**Aim**
Rewrite the data from the line with "segment <item>paved sidewalk</item>" through the end, changing "ring rule" to "fill rule" and keeping everything else as it is. Omit the pictures from your answer.

**Dataset extract**
_____

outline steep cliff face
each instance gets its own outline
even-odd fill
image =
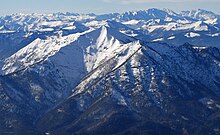
[[[109,69],[109,61],[100,69],[107,74],[82,81],[38,128],[51,134],[218,134],[219,56],[217,48],[144,44],[118,68]]]
[[[219,134],[219,28],[204,10],[1,17],[0,134]]]

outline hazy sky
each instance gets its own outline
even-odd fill
[[[193,1],[193,2],[192,2]],[[0,15],[12,13],[112,13],[169,8],[205,9],[220,14],[220,0],[0,0]]]

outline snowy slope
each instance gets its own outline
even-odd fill
[[[0,17],[0,134],[219,134],[219,20],[155,8]]]

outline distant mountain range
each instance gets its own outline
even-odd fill
[[[0,134],[220,134],[220,15],[0,17]]]

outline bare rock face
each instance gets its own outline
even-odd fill
[[[218,20],[168,9],[1,17],[0,134],[220,134]]]

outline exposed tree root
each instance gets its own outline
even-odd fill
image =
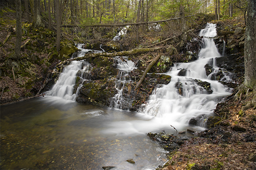
[[[238,101],[236,105],[246,98],[249,101],[242,103],[242,110],[245,111],[250,108],[256,109],[256,90],[247,88],[244,85],[241,85],[238,88],[238,91],[235,95],[235,101]]]

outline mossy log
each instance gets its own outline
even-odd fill
[[[67,61],[73,61],[73,60],[82,60],[90,58],[98,57],[113,57],[116,56],[128,56],[131,55],[134,55],[137,54],[143,53],[148,52],[155,51],[160,50],[162,47],[156,47],[154,48],[139,48],[133,49],[131,50],[115,52],[113,53],[102,53],[96,54],[86,54],[84,57],[77,57],[73,59],[67,59],[62,62],[59,63],[58,65],[61,65]]]
[[[134,91],[138,90],[138,89],[140,88],[140,85],[141,85],[141,84],[142,83],[142,82],[145,79],[147,74],[149,71],[150,68],[151,68],[152,66],[153,66],[157,62],[157,61],[158,60],[158,59],[160,58],[160,57],[161,57],[161,54],[158,54],[156,57],[155,57],[155,58],[154,59],[154,60],[150,62],[150,63],[149,63],[149,64],[148,65],[148,67],[147,67],[147,68],[144,71],[144,73],[142,75],[142,76],[140,78],[140,81],[137,84],[137,85],[136,85],[136,87],[135,88]]]

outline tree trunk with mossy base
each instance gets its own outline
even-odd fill
[[[256,107],[256,1],[247,0],[244,44],[244,81],[236,95],[240,100],[243,93],[251,91],[253,96],[243,109]]]

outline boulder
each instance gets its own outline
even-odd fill
[[[178,73],[179,76],[185,76],[186,74],[187,70],[185,68],[183,68]]]
[[[192,126],[203,126],[207,119],[206,115],[203,114],[196,117],[192,117],[189,120],[189,125]]]
[[[235,40],[234,39],[228,39],[227,40],[227,45],[228,45],[228,46],[231,46],[231,45],[233,45],[233,44],[236,43],[236,40]]]
[[[207,128],[211,128],[215,127],[217,123],[221,119],[219,116],[210,116],[207,120]]]

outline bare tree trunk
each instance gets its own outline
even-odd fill
[[[115,0],[113,0],[113,16],[114,17],[114,23],[116,23],[116,7],[115,6]]]
[[[151,68],[152,66],[153,66],[155,64],[157,61],[160,58],[160,57],[161,54],[158,54],[154,59],[154,60],[150,62],[150,63],[149,63],[148,67],[147,67],[147,68],[146,68],[143,74],[141,76],[141,77],[140,77],[140,81],[139,81],[139,82],[138,82],[138,83],[137,83],[137,85],[136,85],[136,87],[135,88],[134,91],[137,91],[140,88],[140,85],[141,85],[141,84],[142,84],[142,82],[143,82],[143,80],[144,80],[144,79],[145,79],[145,77],[146,77],[148,72],[149,71],[149,70],[150,70],[150,69]]]
[[[141,0],[141,21],[142,21],[142,22],[145,22],[145,6],[144,6],[144,0]],[[143,30],[143,32],[145,31],[145,25],[142,25],[142,30]]]
[[[46,3],[46,0],[44,0],[44,11],[46,12],[47,11],[47,4]]]
[[[48,27],[50,30],[52,29],[52,17],[51,16],[51,0],[48,0]]]
[[[27,20],[28,23],[30,23],[31,21],[30,20],[30,17],[29,17],[29,4],[28,3],[28,0],[24,0],[25,3],[25,8],[26,8],[26,15],[27,17]]]
[[[141,8],[141,0],[140,0],[139,1],[139,5],[138,6],[138,10],[137,11],[137,23],[140,22],[140,9]],[[140,43],[140,40],[139,40],[139,25],[136,25],[136,41],[137,43]]]
[[[22,38],[21,31],[21,1],[16,0],[16,40],[15,47],[15,57],[18,58],[20,55],[20,45]]]
[[[74,0],[70,0],[70,17],[71,24],[74,24]]]
[[[32,25],[35,27],[43,26],[43,22],[41,18],[40,11],[40,1],[34,0],[34,20]]]
[[[127,3],[127,8],[126,8],[126,13],[125,14],[125,17],[128,17],[128,13],[129,12],[129,6],[130,6],[130,0],[128,0],[128,3]]]
[[[230,17],[232,18],[233,17],[233,4],[230,3]]]
[[[149,11],[149,6],[148,5],[148,0],[146,0],[147,1],[146,3],[146,18],[145,20],[145,22],[148,22],[148,11]],[[146,26],[146,31],[148,32],[148,25],[147,25]]]
[[[215,4],[215,20],[218,20],[218,6],[217,6],[217,0],[214,0],[214,3]]]
[[[54,0],[52,0],[52,4],[51,4],[51,9],[52,9],[52,14],[53,14],[54,15],[55,15],[55,13],[54,12],[54,5],[53,5],[54,2],[53,1]]]
[[[256,1],[247,1],[244,84],[247,88],[253,89],[256,100]]]
[[[220,14],[221,13],[220,0],[218,0],[218,20],[220,20]]]
[[[57,25],[56,41],[56,47],[57,51],[58,52],[61,48],[61,14],[60,7],[60,0],[55,1],[56,7],[56,23]]]
[[[85,1],[85,10],[86,11],[86,17],[88,18],[88,0]]]
[[[93,17],[95,17],[95,6],[94,5],[93,6]]]

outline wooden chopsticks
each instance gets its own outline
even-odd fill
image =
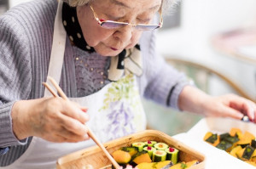
[[[57,84],[57,82],[50,76],[48,76],[47,78],[52,83],[52,85],[56,88],[56,90],[57,90],[58,93],[61,95],[61,97],[65,100],[68,100],[68,98],[66,96],[66,94],[64,93],[62,89],[60,87],[60,86]],[[51,88],[51,87],[48,83],[43,82],[43,84],[51,93],[51,94],[54,97],[59,97],[59,95]],[[90,128],[88,128],[88,135],[102,149],[102,151],[105,153],[105,155],[107,155],[108,159],[111,161],[113,166],[116,169],[119,169],[119,167],[120,167],[119,165],[114,161],[114,159],[111,156],[111,155],[108,153],[108,151],[106,149],[106,148],[102,145],[102,144],[96,138],[96,137],[95,136],[95,134],[92,132],[92,131]]]

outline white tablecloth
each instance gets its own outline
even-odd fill
[[[207,118],[199,121],[188,132],[172,138],[203,154],[206,156],[206,169],[255,169],[255,166],[203,141],[203,136],[208,131],[224,132],[229,132],[233,127],[239,127],[241,131],[252,132],[253,134],[256,132],[256,126],[252,123],[230,119]]]

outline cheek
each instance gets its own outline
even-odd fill
[[[84,31],[84,39],[90,47],[98,45],[101,42],[103,42],[111,37],[111,32],[102,30],[98,25],[91,27],[88,30],[86,29],[86,31]]]
[[[131,39],[131,43],[125,48],[133,48],[137,43],[138,43],[140,37],[142,37],[142,31],[135,31],[132,34],[132,37]]]

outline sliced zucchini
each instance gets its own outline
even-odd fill
[[[154,147],[156,149],[164,150],[164,149],[167,149],[169,146],[165,143],[158,143],[158,144],[154,144]]]
[[[156,141],[148,140],[145,143],[146,146],[153,147],[154,144],[156,144]]]
[[[152,161],[154,162],[164,161],[166,159],[166,152],[165,150],[155,150],[152,155]]]
[[[138,152],[142,152],[143,150],[143,147],[145,146],[145,143],[137,142],[137,143],[133,143],[131,146],[137,148]]]
[[[165,151],[167,153],[166,161],[172,161],[173,164],[177,164],[179,150],[175,148],[169,147],[166,149]]]
[[[134,155],[138,152],[137,149],[135,147],[121,147],[120,149],[128,152],[131,155],[131,156]]]
[[[148,153],[150,158],[151,158],[151,157],[152,157],[153,152],[155,151],[156,149],[155,149],[155,148],[154,148],[154,147],[149,147],[149,146],[148,146],[148,147],[144,147],[144,148],[143,148],[143,150],[144,150],[144,151],[147,151],[147,152]]]

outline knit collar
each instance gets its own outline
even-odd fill
[[[83,31],[78,20],[76,8],[70,7],[66,3],[63,3],[62,7],[62,23],[70,41],[74,46],[89,53],[95,52],[95,49],[90,47],[84,38]]]

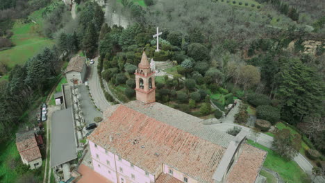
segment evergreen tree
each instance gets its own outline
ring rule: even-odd
[[[92,22],[89,22],[87,31],[83,39],[83,49],[88,58],[94,58],[97,49],[97,33]]]
[[[299,59],[282,60],[276,80],[284,120],[297,123],[317,110],[324,96],[324,83],[312,68]]]

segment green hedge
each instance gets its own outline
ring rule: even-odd
[[[256,117],[275,124],[280,119],[280,111],[271,105],[260,105],[256,108]]]
[[[212,103],[214,105],[215,105],[215,106],[217,106],[220,110],[224,111],[224,104],[218,102],[215,99],[212,99],[211,101],[212,101]]]
[[[271,123],[266,120],[257,119],[255,122],[255,127],[258,128],[263,132],[267,132],[271,128]]]
[[[314,149],[308,149],[306,150],[306,156],[311,160],[316,160],[320,157],[320,153]]]

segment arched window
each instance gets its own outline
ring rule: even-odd
[[[152,81],[151,81],[151,78],[149,78],[149,89],[152,88]]]
[[[140,86],[140,88],[141,88],[141,89],[143,89],[143,88],[144,88],[143,80],[142,80],[142,78],[140,78],[140,79],[139,79],[139,86]]]

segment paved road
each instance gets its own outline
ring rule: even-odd
[[[240,127],[242,130],[245,131],[247,133],[247,139],[256,141],[257,143],[271,148],[272,146],[273,137],[263,133],[259,133],[256,135],[251,128],[242,126],[234,123],[218,123],[210,125],[211,128],[215,128],[222,132],[226,132],[228,129],[232,129],[234,126]],[[300,153],[296,156],[294,159],[298,165],[306,173],[311,175],[312,172],[312,165],[302,156]]]
[[[90,94],[94,102],[101,112],[104,112],[110,104],[106,101],[105,95],[99,83],[99,78],[97,74],[98,57],[94,59],[94,64],[90,65],[90,71],[88,78],[88,85]]]

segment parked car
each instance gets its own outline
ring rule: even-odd
[[[47,107],[47,104],[46,104],[46,103],[42,103],[42,108],[45,107],[45,109],[46,109]]]
[[[42,121],[47,121],[47,114],[42,114]]]
[[[41,121],[41,113],[40,112],[36,113],[36,118],[38,119],[38,122],[40,123]]]
[[[96,123],[90,123],[88,125],[86,125],[86,130],[92,130],[92,129],[94,129],[96,127],[97,127],[97,125],[96,125]]]
[[[42,114],[47,114],[47,111],[46,107],[42,108]]]

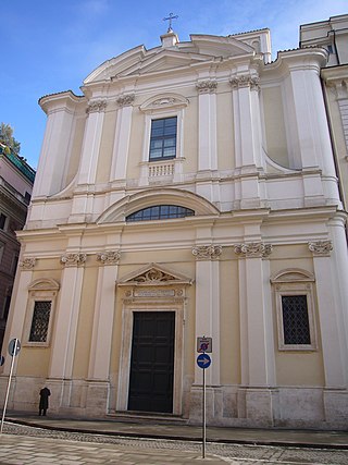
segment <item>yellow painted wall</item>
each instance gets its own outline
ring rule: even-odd
[[[47,378],[51,358],[50,347],[25,347],[17,355],[17,376]]]

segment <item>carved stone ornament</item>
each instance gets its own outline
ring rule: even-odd
[[[197,245],[192,247],[192,255],[197,260],[216,260],[221,254],[221,245]]]
[[[264,258],[272,254],[273,246],[263,242],[251,242],[249,244],[236,244],[235,254],[245,257]]]
[[[260,78],[248,74],[232,77],[229,84],[234,89],[250,87],[251,90],[260,90]]]
[[[315,241],[309,242],[308,248],[313,255],[324,255],[327,256],[333,249],[333,243],[331,241]]]
[[[92,113],[96,111],[102,111],[107,108],[107,100],[96,100],[88,103],[86,108],[86,113]]]
[[[176,98],[174,97],[164,97],[164,98],[159,98],[158,100],[152,101],[153,107],[172,107],[173,105],[179,102]]]
[[[35,267],[36,258],[34,257],[27,257],[23,258],[22,261],[20,261],[20,267],[24,270],[32,270]]]
[[[97,254],[97,260],[101,261],[102,265],[115,265],[120,260],[120,250],[107,250]]]
[[[161,270],[158,270],[156,268],[151,268],[150,270],[146,271],[142,274],[137,276],[134,278],[135,282],[141,282],[141,283],[151,283],[154,284],[157,282],[163,282],[163,281],[175,281],[175,278],[171,274],[164,273]]]
[[[129,107],[129,105],[132,105],[134,100],[135,100],[134,94],[124,94],[117,97],[116,103],[119,105],[119,107]]]
[[[65,267],[78,267],[86,262],[86,254],[65,254],[61,257],[61,264]]]
[[[216,91],[217,83],[216,81],[212,81],[212,79],[199,81],[196,84],[196,88],[199,94],[211,94]]]

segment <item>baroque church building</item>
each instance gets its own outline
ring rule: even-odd
[[[5,346],[9,407],[344,428],[348,261],[321,85],[330,51],[170,28],[47,114]],[[11,357],[0,391],[5,392]]]

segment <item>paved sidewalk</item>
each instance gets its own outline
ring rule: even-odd
[[[21,425],[38,426],[58,431],[89,432],[123,437],[153,439],[176,439],[201,441],[201,427],[186,424],[156,423],[153,419],[136,421],[132,419],[80,419],[48,415],[40,417],[33,413],[9,412],[7,420]],[[347,426],[348,427],[348,426]],[[207,442],[237,444],[294,445],[301,448],[324,448],[348,450],[347,431],[289,430],[289,429],[246,429],[207,427]]]

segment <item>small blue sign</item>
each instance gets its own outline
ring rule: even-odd
[[[14,351],[15,347],[15,351]],[[9,354],[11,357],[15,357],[17,353],[21,351],[21,342],[18,339],[12,339],[9,344]]]
[[[208,354],[200,354],[197,357],[197,365],[199,368],[206,369],[209,368],[211,364],[211,358]]]

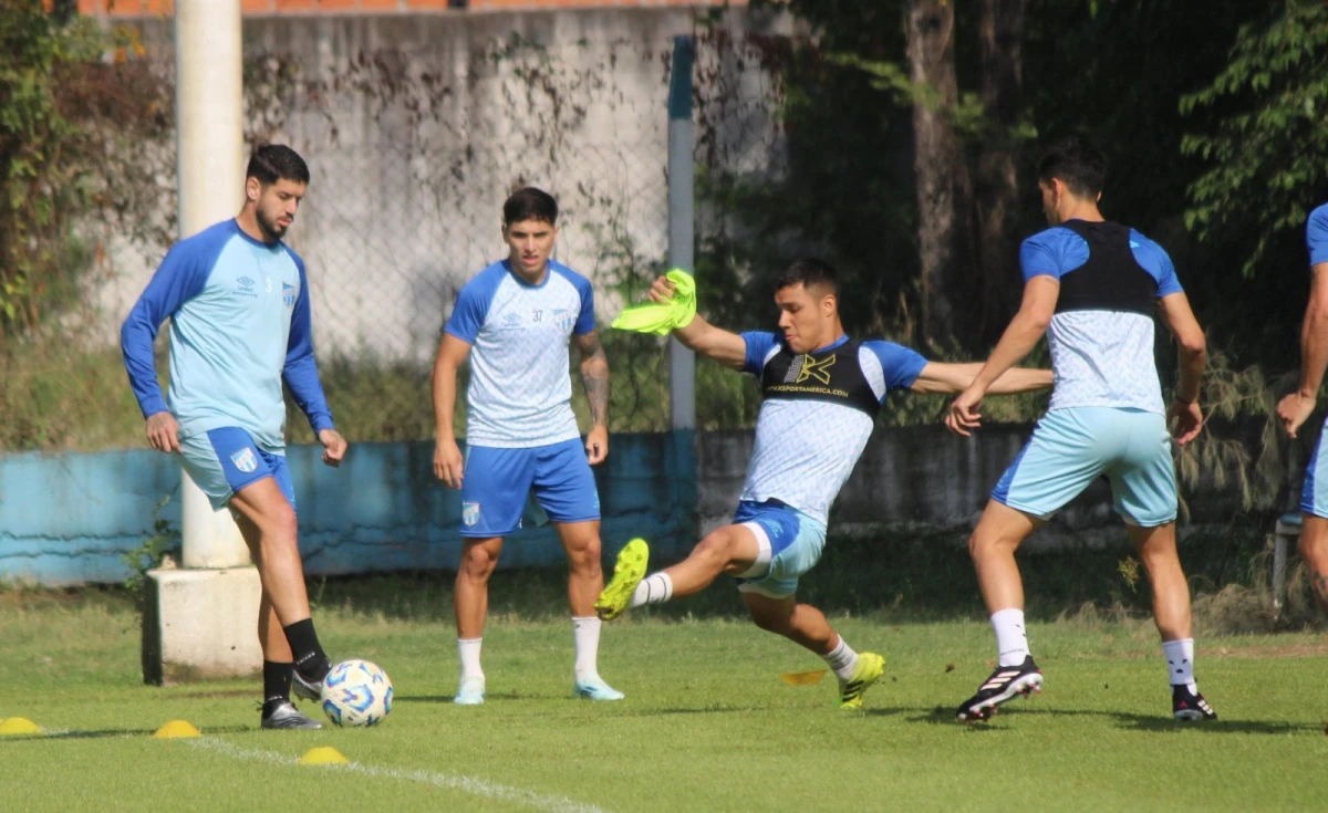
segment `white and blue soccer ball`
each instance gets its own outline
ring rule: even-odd
[[[368,660],[343,660],[323,679],[323,712],[337,725],[373,725],[392,711],[392,680]]]

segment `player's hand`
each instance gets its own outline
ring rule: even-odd
[[[333,469],[340,466],[341,460],[345,458],[345,449],[349,445],[341,437],[341,433],[336,429],[324,429],[319,432],[319,442],[323,444],[323,462]]]
[[[461,446],[453,438],[442,438],[433,445],[433,474],[449,489],[461,488]]]
[[[1296,437],[1300,425],[1309,420],[1313,410],[1315,399],[1307,399],[1299,392],[1278,401],[1278,417],[1282,418],[1282,428],[1287,430],[1287,437]]]
[[[147,444],[158,452],[179,452],[179,422],[169,412],[147,417]]]
[[[608,457],[608,429],[604,426],[595,426],[586,436],[586,457],[590,458],[590,465],[595,466],[604,462]]]
[[[959,397],[950,405],[950,412],[946,413],[946,426],[955,434],[971,436],[972,430],[983,422],[980,409],[985,395],[987,392],[976,385],[959,393]]]
[[[1199,409],[1198,401],[1179,399],[1171,401],[1170,409],[1166,410],[1166,418],[1171,424],[1171,437],[1175,438],[1178,446],[1199,437],[1199,429],[1203,429],[1203,410]]]
[[[668,304],[673,302],[676,291],[677,286],[671,283],[667,276],[656,276],[651,284],[651,302],[655,304]]]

_____

**Result below**
segment <item>paved sidewalk</item>
each instance gets its own outline
fill rule: even-odd
[[[21,425],[38,426],[58,431],[89,432],[123,437],[153,439],[176,439],[201,441],[201,427],[186,424],[156,423],[153,419],[136,421],[132,419],[80,419],[48,415],[40,417],[33,413],[9,412],[7,420]],[[347,426],[348,427],[348,426]],[[207,442],[237,444],[294,445],[301,448],[324,448],[348,450],[347,431],[289,430],[289,429],[246,429],[207,427]]]

segment <item>small blue sign</item>
each instance gets its own outline
fill rule: even-odd
[[[14,351],[15,347],[15,351]],[[9,354],[11,357],[15,357],[17,353],[21,351],[21,342],[18,339],[12,339],[9,344]]]
[[[208,354],[200,354],[197,357],[197,365],[199,368],[206,369],[209,368],[211,364],[211,358]]]

segment `white and blue soccer ball`
each instance gets its own outline
fill rule: even-odd
[[[368,660],[343,660],[323,679],[323,712],[337,725],[373,725],[392,711],[392,680]]]

segment `player's hand`
each instance gets its own outline
fill rule: even-odd
[[[333,469],[340,466],[341,460],[345,458],[345,449],[349,445],[341,437],[341,433],[336,429],[324,429],[319,432],[319,442],[323,444],[323,462]]]
[[[461,446],[453,438],[442,438],[433,445],[433,474],[449,489],[461,488]]]
[[[1296,437],[1300,425],[1309,420],[1313,410],[1315,399],[1307,399],[1299,392],[1278,401],[1278,417],[1282,418],[1282,428],[1287,430],[1287,437]]]
[[[147,444],[158,452],[179,452],[179,422],[169,412],[147,417]]]
[[[608,457],[608,429],[604,426],[595,426],[586,436],[586,457],[590,458],[590,465],[595,466],[604,462]]]
[[[959,397],[950,405],[950,412],[946,413],[946,426],[955,434],[971,436],[972,430],[983,422],[980,409],[985,395],[987,392],[976,385],[959,393]]]
[[[1199,409],[1198,401],[1179,399],[1171,401],[1170,409],[1166,410],[1166,418],[1171,424],[1171,437],[1175,438],[1178,446],[1199,437],[1199,429],[1203,429],[1203,410]]]
[[[668,304],[673,302],[676,291],[677,286],[671,283],[667,276],[656,276],[651,284],[651,302],[655,304]]]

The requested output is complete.